• [SET PROBLEM] In the records below, reproduce word for word the lines from the line containing "Guideline: mark the white french" to the line containing "[[549, 314]]", including both of those lines and nothing else.

• [PROVIDED RECORDS]
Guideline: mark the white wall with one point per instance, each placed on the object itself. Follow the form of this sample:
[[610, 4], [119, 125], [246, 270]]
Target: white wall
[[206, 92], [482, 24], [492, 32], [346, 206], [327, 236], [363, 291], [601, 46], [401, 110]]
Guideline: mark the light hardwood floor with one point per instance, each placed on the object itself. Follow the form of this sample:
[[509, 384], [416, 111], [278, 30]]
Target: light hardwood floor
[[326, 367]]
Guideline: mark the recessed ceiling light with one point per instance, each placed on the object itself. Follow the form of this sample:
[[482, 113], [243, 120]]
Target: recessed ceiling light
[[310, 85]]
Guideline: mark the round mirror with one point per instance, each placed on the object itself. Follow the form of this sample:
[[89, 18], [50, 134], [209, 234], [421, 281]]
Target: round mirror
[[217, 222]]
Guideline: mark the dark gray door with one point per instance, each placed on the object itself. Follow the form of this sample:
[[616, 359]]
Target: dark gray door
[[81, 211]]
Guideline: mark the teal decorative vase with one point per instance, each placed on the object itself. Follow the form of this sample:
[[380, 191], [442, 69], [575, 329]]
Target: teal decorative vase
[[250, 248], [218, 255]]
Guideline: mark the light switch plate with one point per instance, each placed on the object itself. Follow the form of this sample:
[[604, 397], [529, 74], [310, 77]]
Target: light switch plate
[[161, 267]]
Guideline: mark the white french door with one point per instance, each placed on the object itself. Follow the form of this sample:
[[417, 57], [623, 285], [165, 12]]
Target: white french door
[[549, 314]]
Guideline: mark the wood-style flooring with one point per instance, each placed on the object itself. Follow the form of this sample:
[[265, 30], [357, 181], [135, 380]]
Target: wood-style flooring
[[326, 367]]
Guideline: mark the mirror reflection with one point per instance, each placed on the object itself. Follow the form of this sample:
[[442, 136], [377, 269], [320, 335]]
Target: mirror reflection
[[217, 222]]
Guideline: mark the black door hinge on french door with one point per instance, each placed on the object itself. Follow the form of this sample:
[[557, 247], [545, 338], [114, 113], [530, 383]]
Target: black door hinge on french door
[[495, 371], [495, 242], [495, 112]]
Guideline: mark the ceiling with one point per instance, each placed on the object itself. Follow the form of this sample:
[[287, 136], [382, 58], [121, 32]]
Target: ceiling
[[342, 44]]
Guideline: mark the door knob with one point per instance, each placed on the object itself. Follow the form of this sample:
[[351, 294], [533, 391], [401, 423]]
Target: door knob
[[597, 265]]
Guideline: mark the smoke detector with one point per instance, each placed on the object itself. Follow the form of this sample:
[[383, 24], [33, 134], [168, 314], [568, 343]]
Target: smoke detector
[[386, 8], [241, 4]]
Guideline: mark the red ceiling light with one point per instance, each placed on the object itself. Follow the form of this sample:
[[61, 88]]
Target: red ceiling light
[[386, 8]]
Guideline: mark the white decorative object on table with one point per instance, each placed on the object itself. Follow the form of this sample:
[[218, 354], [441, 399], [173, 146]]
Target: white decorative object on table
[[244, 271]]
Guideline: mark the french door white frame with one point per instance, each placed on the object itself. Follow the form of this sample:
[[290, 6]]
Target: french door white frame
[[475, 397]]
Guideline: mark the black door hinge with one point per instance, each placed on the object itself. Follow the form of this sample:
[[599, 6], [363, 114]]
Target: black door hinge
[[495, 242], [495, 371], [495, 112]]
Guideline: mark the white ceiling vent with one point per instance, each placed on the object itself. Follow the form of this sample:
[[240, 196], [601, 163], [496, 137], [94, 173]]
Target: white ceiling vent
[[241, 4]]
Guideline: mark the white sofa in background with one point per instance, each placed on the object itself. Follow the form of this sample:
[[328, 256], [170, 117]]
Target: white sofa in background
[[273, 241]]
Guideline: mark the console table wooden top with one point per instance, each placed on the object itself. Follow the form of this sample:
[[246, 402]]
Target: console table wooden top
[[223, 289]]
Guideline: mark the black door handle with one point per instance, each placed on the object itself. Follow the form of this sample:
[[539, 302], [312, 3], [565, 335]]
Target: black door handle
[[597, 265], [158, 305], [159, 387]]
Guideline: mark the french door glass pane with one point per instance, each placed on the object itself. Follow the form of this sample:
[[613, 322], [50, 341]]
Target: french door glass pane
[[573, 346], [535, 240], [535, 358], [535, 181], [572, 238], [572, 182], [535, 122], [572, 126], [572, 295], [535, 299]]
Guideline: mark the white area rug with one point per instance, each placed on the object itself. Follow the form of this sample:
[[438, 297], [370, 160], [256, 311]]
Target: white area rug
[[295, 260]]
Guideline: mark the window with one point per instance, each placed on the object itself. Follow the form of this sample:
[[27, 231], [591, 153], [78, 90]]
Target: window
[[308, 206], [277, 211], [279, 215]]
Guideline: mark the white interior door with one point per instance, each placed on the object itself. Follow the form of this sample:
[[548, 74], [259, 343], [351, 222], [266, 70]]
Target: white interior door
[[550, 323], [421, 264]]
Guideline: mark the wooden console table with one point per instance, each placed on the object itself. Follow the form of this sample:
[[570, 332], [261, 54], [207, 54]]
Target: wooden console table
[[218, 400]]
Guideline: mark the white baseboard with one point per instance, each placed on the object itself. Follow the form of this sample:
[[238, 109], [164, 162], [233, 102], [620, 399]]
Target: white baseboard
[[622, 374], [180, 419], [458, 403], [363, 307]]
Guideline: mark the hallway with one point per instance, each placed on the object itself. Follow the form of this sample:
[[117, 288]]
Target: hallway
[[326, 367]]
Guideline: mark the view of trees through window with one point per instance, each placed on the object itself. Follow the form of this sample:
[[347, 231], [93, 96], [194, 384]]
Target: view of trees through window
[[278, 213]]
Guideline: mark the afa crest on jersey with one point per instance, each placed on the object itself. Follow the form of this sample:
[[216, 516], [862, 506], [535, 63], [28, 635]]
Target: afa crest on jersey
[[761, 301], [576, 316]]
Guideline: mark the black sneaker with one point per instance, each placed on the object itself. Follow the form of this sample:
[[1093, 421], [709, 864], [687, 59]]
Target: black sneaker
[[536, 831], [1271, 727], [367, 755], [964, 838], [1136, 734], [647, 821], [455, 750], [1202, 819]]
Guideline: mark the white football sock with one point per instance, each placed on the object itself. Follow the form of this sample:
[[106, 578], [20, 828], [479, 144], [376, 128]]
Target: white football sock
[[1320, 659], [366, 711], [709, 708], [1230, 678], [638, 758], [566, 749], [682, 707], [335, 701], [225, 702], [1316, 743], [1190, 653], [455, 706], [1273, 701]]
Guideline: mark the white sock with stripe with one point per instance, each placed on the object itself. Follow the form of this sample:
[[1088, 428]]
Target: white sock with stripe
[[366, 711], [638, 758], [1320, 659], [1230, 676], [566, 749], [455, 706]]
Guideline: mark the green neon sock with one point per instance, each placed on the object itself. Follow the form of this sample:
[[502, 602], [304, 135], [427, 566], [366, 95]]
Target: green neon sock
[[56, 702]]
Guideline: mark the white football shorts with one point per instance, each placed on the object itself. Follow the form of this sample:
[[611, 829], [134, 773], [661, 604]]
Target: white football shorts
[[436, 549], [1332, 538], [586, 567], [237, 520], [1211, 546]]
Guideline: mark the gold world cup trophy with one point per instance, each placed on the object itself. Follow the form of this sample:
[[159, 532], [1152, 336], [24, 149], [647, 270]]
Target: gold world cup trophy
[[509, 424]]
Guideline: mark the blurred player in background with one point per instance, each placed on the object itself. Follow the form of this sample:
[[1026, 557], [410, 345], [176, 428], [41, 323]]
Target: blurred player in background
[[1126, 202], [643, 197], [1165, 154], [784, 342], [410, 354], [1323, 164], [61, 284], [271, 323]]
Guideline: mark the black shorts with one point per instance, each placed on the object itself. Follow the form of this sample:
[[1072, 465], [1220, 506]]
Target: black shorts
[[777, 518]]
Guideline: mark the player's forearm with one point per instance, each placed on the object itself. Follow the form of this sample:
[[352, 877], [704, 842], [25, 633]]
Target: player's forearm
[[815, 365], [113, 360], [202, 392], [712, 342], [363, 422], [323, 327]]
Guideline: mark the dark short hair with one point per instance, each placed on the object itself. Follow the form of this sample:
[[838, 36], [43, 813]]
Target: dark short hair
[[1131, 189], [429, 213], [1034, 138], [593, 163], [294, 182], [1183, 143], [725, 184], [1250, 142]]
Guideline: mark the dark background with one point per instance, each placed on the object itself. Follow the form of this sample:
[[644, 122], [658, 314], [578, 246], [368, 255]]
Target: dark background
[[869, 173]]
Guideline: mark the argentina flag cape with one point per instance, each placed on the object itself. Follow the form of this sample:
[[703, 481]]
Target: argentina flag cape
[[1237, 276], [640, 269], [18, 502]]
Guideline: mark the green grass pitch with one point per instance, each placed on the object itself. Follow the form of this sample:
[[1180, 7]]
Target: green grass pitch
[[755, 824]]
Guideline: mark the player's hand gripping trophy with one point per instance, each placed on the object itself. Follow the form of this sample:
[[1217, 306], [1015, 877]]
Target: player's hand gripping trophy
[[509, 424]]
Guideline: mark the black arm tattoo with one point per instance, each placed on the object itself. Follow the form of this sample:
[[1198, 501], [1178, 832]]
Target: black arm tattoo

• [THE COMPLETED TASK]
Guideline: mark the white french door with one point per instance, each placed on the object itself. Follow the form of this sample:
[[417, 57], [623, 285], [165, 12]]
Target: white french door
[[549, 314]]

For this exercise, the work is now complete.